> Exercise task: In the records below, locate the line containing "Target: sky", then extract it and all following lines exactly, ending with the last line.

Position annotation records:
▽

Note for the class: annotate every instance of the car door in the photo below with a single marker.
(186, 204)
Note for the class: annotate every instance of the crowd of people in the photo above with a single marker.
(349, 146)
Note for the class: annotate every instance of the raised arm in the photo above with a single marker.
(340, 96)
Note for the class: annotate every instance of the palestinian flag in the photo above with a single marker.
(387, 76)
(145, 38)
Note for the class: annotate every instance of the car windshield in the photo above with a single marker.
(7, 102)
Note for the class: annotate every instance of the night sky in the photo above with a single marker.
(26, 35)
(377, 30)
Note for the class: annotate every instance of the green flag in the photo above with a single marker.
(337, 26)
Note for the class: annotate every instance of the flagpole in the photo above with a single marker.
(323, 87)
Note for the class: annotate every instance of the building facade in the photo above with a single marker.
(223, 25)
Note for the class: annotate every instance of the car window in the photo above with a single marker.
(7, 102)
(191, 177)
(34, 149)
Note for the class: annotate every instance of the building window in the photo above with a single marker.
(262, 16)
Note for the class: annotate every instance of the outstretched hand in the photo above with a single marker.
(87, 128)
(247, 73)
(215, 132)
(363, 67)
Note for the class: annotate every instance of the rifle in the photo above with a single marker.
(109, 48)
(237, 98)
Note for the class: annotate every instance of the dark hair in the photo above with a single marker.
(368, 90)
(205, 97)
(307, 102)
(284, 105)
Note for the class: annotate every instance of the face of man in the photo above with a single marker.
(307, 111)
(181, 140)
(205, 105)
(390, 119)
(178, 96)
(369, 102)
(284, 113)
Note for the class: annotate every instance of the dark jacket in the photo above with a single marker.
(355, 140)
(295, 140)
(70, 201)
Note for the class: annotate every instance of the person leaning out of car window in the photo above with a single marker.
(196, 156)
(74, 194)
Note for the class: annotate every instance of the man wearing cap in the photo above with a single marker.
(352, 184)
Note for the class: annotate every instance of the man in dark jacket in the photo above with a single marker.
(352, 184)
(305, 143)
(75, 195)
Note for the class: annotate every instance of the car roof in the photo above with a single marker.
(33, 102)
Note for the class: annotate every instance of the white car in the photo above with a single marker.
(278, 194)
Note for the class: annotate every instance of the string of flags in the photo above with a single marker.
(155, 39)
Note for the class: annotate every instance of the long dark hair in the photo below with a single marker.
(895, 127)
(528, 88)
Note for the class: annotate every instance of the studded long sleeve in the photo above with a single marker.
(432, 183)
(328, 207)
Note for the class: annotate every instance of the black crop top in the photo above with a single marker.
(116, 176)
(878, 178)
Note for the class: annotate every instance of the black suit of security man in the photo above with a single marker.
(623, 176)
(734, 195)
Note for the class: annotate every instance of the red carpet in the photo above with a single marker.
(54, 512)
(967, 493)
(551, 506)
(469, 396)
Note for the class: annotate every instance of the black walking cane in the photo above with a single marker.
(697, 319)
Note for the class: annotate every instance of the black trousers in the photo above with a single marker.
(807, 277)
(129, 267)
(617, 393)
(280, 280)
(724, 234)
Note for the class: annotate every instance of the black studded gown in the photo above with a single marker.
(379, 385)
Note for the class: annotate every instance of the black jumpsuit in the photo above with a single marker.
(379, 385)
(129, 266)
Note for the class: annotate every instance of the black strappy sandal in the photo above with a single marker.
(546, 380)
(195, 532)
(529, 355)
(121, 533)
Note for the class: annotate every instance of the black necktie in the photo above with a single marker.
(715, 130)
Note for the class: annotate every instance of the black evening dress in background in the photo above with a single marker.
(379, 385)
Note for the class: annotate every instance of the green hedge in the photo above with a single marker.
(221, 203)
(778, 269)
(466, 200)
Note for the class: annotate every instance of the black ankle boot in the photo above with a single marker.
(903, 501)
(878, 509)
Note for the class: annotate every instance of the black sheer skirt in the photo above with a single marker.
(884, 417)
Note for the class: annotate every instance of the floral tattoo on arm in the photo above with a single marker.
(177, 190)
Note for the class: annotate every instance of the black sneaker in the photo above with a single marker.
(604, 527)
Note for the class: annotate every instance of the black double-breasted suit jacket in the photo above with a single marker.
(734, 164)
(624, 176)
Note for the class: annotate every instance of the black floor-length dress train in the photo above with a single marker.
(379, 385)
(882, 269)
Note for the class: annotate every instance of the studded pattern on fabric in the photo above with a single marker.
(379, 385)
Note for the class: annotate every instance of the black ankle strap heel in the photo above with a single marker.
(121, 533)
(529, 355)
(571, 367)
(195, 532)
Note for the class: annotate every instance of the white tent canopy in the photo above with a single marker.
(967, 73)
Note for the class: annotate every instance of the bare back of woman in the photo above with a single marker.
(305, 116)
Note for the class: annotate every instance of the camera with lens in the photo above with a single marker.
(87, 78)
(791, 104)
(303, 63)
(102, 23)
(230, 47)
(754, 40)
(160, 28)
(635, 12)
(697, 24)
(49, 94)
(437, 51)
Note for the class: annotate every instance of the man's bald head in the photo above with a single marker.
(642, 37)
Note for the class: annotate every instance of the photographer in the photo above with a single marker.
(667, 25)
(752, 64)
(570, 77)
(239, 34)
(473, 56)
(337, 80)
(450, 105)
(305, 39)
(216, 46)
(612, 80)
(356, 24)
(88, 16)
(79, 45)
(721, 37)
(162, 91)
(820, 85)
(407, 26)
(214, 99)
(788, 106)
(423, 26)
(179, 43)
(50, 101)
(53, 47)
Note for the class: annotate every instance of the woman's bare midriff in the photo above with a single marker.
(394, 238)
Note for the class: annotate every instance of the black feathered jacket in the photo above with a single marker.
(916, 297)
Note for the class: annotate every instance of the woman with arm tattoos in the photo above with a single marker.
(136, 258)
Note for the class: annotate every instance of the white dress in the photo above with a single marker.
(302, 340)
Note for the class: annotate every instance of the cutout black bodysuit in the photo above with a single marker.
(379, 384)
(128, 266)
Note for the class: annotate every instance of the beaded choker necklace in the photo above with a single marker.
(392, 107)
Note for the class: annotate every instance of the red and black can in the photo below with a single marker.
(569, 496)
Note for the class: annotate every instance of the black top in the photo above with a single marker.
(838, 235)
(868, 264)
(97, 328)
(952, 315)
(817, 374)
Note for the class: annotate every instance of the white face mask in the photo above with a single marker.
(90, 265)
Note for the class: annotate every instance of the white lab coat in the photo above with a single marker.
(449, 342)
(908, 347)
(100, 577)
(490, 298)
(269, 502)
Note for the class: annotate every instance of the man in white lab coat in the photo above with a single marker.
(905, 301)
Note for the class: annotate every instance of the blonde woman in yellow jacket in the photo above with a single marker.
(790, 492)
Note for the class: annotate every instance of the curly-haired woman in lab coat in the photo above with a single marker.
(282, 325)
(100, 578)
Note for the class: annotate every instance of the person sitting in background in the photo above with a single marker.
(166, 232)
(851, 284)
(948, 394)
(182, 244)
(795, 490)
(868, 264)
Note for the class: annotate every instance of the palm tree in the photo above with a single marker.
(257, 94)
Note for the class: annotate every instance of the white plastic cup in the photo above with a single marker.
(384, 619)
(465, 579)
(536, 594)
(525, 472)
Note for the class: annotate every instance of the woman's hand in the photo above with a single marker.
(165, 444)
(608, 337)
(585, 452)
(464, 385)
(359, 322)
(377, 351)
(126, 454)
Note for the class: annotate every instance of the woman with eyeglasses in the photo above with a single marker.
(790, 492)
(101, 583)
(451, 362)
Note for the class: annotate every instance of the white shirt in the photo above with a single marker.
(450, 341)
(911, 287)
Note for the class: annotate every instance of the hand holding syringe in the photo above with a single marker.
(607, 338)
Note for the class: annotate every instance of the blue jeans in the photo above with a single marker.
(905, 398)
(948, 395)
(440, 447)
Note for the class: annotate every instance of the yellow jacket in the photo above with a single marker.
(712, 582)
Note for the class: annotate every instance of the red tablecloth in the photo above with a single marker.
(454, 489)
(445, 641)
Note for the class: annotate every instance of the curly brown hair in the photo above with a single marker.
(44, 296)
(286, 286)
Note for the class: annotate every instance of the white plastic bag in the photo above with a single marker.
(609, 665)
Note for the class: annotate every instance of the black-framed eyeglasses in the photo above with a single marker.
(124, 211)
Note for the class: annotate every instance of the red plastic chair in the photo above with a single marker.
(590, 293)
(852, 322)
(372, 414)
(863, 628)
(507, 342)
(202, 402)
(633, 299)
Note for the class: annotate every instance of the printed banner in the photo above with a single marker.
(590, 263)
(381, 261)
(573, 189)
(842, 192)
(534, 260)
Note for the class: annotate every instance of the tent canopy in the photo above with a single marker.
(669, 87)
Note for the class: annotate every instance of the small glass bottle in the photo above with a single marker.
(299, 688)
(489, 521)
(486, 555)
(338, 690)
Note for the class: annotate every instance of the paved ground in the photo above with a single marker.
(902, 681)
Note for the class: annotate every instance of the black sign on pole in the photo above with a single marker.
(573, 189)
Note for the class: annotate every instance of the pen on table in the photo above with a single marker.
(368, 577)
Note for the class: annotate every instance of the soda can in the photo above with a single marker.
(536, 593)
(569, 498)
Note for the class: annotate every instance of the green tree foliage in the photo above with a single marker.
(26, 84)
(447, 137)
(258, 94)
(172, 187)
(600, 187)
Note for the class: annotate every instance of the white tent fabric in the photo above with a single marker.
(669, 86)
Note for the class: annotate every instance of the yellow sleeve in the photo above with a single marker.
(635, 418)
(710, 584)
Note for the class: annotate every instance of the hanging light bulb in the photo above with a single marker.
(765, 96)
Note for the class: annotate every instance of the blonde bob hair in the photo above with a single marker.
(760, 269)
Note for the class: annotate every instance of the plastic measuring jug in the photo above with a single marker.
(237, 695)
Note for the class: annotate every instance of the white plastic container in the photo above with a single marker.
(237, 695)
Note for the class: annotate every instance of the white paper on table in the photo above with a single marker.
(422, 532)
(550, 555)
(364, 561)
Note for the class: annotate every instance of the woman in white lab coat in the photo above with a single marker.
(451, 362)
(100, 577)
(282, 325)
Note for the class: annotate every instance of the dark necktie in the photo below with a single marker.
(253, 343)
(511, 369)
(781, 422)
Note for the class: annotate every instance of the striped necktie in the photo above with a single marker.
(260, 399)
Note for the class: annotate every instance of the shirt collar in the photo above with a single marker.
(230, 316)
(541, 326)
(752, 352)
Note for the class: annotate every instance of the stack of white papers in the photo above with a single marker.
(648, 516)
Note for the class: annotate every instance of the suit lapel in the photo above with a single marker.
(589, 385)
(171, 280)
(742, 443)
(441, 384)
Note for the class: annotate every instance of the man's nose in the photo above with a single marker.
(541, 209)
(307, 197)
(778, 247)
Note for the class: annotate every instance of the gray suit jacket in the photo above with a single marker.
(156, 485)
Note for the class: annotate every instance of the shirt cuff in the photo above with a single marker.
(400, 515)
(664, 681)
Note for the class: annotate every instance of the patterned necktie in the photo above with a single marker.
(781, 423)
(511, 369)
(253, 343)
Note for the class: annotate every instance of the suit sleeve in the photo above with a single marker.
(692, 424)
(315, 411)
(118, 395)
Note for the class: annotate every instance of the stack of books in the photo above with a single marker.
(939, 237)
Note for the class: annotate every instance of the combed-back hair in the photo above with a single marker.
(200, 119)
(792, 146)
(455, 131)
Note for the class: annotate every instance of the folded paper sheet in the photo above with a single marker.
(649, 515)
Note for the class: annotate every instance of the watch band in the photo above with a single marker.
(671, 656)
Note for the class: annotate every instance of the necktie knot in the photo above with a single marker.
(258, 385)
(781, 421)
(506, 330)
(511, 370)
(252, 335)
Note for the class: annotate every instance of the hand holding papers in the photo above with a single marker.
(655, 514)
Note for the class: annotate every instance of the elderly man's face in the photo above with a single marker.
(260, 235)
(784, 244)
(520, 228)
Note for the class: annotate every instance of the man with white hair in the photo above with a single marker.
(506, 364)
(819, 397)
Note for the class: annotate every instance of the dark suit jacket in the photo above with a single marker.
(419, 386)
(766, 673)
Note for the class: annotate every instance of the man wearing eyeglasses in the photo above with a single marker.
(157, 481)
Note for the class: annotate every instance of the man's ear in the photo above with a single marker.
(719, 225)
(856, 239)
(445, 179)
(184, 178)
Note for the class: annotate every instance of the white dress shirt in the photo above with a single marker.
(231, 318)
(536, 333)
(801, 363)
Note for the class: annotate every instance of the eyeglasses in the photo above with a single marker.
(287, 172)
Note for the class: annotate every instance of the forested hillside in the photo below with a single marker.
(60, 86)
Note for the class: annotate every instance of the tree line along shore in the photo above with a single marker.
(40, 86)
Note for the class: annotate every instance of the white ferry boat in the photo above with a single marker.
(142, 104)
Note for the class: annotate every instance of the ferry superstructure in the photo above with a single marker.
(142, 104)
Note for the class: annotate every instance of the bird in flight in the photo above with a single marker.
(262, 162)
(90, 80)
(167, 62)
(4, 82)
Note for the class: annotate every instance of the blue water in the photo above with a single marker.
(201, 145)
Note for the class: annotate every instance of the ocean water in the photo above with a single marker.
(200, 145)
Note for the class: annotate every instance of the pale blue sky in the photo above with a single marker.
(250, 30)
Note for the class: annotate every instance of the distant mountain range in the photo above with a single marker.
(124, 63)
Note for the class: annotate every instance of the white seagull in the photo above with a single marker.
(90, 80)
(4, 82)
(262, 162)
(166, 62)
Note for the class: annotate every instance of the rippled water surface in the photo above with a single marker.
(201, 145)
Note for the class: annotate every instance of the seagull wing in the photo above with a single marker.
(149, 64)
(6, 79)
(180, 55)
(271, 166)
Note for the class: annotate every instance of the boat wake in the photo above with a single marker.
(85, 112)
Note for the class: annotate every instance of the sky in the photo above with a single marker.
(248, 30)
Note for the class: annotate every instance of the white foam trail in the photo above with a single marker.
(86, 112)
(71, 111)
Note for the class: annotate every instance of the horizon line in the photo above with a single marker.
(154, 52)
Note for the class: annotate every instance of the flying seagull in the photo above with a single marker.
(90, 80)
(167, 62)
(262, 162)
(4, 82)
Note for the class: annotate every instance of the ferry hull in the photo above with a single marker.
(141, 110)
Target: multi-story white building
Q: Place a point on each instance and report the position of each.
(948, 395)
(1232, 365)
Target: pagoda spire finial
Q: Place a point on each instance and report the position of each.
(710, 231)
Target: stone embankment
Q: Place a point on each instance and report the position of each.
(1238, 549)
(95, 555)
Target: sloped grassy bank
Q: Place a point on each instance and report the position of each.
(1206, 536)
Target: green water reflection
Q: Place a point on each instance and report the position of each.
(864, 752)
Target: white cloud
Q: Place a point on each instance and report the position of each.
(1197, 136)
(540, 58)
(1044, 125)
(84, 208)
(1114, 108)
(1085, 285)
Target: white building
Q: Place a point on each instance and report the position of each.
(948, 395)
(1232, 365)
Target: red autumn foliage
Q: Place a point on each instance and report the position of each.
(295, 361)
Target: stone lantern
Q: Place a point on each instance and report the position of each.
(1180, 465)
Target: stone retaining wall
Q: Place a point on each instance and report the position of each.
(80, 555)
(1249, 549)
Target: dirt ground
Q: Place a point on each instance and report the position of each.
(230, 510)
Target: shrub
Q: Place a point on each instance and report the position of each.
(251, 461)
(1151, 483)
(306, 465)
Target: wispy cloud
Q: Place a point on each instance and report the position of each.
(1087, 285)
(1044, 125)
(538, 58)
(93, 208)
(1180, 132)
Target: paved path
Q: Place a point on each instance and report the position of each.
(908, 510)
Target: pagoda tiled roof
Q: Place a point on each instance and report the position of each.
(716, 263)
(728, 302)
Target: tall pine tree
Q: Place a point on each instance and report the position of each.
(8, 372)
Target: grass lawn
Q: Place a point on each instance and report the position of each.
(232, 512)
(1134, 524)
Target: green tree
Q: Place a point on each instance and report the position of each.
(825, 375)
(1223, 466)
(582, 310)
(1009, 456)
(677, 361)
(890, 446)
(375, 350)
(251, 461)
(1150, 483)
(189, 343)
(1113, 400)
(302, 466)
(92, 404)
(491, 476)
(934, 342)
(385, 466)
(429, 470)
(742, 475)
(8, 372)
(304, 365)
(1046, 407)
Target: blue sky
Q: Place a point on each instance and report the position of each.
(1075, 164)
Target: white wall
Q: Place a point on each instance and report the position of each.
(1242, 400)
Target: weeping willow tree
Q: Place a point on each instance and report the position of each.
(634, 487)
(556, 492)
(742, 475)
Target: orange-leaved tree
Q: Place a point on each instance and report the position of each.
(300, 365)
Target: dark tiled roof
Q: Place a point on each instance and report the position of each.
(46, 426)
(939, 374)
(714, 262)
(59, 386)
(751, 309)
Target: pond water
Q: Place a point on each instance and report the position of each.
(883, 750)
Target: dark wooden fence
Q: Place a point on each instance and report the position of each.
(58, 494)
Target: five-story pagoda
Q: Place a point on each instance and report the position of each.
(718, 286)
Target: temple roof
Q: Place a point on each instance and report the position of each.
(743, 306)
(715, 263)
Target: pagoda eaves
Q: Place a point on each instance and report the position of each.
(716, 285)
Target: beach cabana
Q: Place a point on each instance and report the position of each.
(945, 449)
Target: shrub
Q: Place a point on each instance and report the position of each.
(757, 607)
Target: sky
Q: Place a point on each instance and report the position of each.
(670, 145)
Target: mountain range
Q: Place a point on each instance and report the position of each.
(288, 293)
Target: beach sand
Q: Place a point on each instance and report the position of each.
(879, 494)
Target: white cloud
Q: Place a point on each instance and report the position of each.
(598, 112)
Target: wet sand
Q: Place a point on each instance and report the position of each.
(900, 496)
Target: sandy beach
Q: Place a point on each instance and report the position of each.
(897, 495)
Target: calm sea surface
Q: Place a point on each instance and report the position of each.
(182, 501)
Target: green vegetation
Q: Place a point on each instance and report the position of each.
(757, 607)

△

> Written solution:
Target: sky
Q: Place a point on each instance and report the position of each.
(670, 145)
Target: mountain range
Q: Place a point on each instance and report the position of each.
(288, 293)
Target: beach sand
Q: Place a point on each instance and report the position of each.
(879, 494)
Target: white cloud
Q: Place a point on each instance and report the position of each.
(598, 112)
Target: wet sand
Q: Place a point on each instance and report the position of each.
(900, 496)
Target: sandy beach
Q: Place a point on each instance and report the position of each.
(897, 495)
Target: calm sea surface
Q: Place a point on each instance and report the position of each.
(182, 501)
Target: green vegetation
Q: Place a point on each instance and report the position of each.
(757, 607)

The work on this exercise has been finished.